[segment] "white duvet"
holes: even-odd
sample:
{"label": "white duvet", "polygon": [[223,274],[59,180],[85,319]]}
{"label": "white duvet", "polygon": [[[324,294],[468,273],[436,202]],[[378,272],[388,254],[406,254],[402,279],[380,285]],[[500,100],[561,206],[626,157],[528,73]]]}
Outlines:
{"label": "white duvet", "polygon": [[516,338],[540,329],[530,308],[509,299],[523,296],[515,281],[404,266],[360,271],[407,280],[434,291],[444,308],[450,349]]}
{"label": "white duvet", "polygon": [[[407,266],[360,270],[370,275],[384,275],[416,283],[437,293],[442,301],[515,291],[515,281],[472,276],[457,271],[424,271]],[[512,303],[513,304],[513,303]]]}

-- Aim --
Please copy every row above, requests included, and add 104 to each polygon coordinate in the outlines. Leave the sample lines as they are.

-- Worked solution --
[segment] "white duvet"
holes: even-odd
sample:
{"label": "white duvet", "polygon": [[223,274],[59,180],[85,319]]}
{"label": "white duvet", "polygon": [[[324,294],[468,273],[436,202]],[[378,272],[388,254],[406,254],[402,279],[380,285]],[[500,100],[561,206],[626,157],[528,73]]]}
Outlines:
{"label": "white duvet", "polygon": [[620,442],[644,433],[634,412],[613,403],[627,400],[619,385],[508,370],[464,375],[511,384],[538,395],[548,412],[554,453]]}
{"label": "white duvet", "polygon": [[[511,370],[464,374],[474,379],[488,379],[520,387],[541,397],[546,405],[619,395],[619,385],[576,380],[561,375],[528,375]],[[616,407],[617,408],[617,407]]]}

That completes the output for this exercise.